__EXCERPT PROVIDED__

▼

- Introduction to the little town of Krucemburk, Staré Ransko, Hluboká
- The History of Krucemburk
- Staré Ransko
- The small village of Hluboká
The little town of Krucemburk and its two villages Staré Ransko and Hluboká lie in the Vysočina region, in the district of Havlíčkův Brod. Based on the results of the referendum in 1993, the town returned to its original historical name. Thus finished the period between 1949 – 1993 when it was called “Křížová“. This Czech name was not accepted unanimously by the local population in 1949, it was assigned and the locals continued using the original name Krucemburk. Similarly, people who were born in Křížová – will always feel “Křížová residents”.
The oldest written records of the town date from 1241. In 1385, Krucemburk was granted small town status by Epík of Hrádek and given his coat of arms, three silver wolf teeth in a red field. These symbols are still used today.
Krucemburk, Staré Ransko and Hluboká offer a rewarding life for their almost sixteen hundred inhabitants in the beautiful countryside of the Czech Moravian highland region. The altitude here is between 550 – 661 metres. Krucemburk has something to offer in every season. Besides unspoilt countryside and very fresh air, there are thick forests, a recreational lake called Řeka spreading over sixty hectares and its camp nearby, a recreational ground called Štíří důl (Scorpion mine) hidden in the valley of the same name (named after the protected fire salamander living in the area, which has been called a “scorpion” by the original dwellers since time immemorial). Cycle tracks can take you to close or far away places and in your bike saddle you can easily reach, for example, the region of Žďár and Přibyslav, Havlíčkova Borová, Veselý Kopec folk-museum , the whole region of Podoubraví, and other beautiful places of interest.

▲

Stored items from a collection
▼

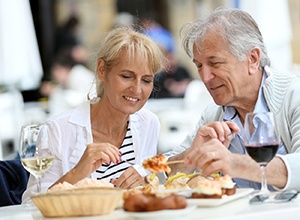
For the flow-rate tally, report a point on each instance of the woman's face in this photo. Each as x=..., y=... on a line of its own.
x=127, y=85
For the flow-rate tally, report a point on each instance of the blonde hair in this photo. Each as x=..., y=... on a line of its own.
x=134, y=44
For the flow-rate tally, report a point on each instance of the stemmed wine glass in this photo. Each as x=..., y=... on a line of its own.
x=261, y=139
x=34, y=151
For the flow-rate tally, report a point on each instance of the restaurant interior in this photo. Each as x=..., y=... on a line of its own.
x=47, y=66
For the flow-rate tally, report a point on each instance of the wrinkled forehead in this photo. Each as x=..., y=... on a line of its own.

▲
▼

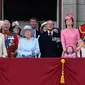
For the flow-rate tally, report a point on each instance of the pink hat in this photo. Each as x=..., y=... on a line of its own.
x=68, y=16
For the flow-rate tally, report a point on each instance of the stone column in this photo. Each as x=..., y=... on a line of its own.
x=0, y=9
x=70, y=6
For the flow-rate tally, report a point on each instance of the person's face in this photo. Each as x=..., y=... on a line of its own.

▲
▼

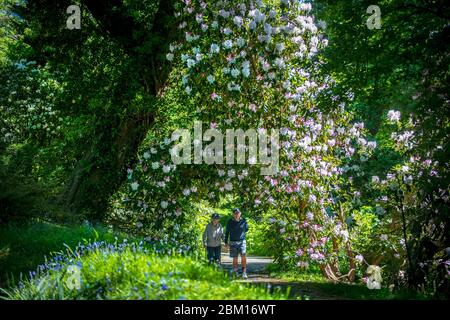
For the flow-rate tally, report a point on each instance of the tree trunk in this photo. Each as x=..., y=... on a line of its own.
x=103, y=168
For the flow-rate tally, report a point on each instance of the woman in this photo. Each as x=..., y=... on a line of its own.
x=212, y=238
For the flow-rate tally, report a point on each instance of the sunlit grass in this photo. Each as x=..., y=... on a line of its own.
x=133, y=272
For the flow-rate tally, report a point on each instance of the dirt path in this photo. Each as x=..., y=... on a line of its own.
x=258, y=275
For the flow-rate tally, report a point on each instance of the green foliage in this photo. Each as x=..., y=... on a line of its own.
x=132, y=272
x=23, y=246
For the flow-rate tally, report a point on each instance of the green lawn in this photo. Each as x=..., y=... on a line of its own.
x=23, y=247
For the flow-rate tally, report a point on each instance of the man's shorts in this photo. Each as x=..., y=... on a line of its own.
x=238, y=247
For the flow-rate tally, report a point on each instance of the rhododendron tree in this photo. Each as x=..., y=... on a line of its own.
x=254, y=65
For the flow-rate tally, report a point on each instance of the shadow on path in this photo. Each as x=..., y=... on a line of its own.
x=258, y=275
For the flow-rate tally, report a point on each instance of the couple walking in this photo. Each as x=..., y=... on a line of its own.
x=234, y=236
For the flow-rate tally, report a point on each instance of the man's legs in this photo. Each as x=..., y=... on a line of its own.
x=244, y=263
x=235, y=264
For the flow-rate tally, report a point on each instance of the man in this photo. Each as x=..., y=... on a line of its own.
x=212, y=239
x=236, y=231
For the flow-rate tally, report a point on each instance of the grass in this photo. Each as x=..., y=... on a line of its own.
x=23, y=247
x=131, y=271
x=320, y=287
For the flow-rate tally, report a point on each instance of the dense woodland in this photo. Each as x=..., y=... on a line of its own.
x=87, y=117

▲

__EXERCISE A__
List the places that the text about Krucemburk says can be reached by bike.
__EXERCISE B__
Write out the stretch of the text about Krucemburk from "The oldest written" through "still used today.", swapping "silver" for "gold".
__EXERCISE C__
According to the text about Krucemburk, who granted the town small town status?

__WRITTEN SOLUTION A__
the region of Žďár and Přibyslav
Havlíčkova Borová
Veselý Kopec folk-museum
the whole region of Podoubraví

__WRITTEN SOLUTION B__
The oldest written records of the town date from 1241. In 1385, Krucemburk was granted small town status by Epík of Hrádek and given his coat of arms, three gold wolf teeth in a red field. These symbols are still used today.

__WRITTEN SOLUTION C__
Epík of Hrádek.